● WHAT NEEDS TO BE DONE
Copy every entry precisely.
━━━━━ PROVIDED DATA ━━━━━
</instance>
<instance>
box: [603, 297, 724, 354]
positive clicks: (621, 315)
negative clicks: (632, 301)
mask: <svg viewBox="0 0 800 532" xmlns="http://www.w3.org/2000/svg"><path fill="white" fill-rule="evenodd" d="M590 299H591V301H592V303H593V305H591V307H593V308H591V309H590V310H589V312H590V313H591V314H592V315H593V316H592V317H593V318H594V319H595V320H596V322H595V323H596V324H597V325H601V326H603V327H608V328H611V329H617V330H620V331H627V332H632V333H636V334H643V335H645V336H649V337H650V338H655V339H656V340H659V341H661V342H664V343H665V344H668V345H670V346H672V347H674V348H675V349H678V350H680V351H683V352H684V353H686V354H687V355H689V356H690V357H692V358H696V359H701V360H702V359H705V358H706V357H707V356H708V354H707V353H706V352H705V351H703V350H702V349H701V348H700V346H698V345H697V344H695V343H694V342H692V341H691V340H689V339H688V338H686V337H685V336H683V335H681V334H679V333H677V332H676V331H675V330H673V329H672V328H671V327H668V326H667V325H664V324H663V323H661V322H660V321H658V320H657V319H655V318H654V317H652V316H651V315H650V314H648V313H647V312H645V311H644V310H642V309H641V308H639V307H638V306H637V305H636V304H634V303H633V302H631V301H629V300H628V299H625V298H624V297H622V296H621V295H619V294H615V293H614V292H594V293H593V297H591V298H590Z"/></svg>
━━━━━
● REPLY
</instance>
<instance>
box: [603, 297, 724, 354]
positive clicks: (621, 315)
negative clicks: (632, 301)
mask: <svg viewBox="0 0 800 532" xmlns="http://www.w3.org/2000/svg"><path fill="white" fill-rule="evenodd" d="M590 299H591V301H592V303H593V305H591V307H593V308H591V309H590V310H589V312H590V313H591V314H592V315H593V316H592V317H593V318H594V319H595V320H596V322H595V323H596V324H597V325H601V326H603V327H608V328H611V329H617V330H620V331H627V332H632V333H636V334H643V335H645V336H649V337H650V338H655V339H656V340H659V341H661V342H664V343H665V344H668V345H670V346H672V347H674V348H675V349H678V350H680V351H683V352H684V353H686V354H687V355H689V356H690V357H692V358H696V359H701V360H702V359H705V358H706V357H707V356H708V354H707V353H706V352H705V351H703V350H702V349H701V348H700V346H698V345H697V344H695V343H694V342H692V341H691V340H689V339H688V338H686V337H685V336H683V335H681V334H679V333H677V332H676V331H675V330H673V329H672V328H671V327H668V326H667V325H664V324H663V323H661V322H660V321H658V320H657V319H655V318H654V317H652V316H651V315H650V314H648V313H647V312H645V311H644V310H642V309H641V308H639V307H638V306H637V305H636V304H634V303H633V302H631V301H629V300H628V299H625V298H624V297H622V296H621V295H619V294H615V293H614V292H594V293H593V297H591V298H590Z"/></svg>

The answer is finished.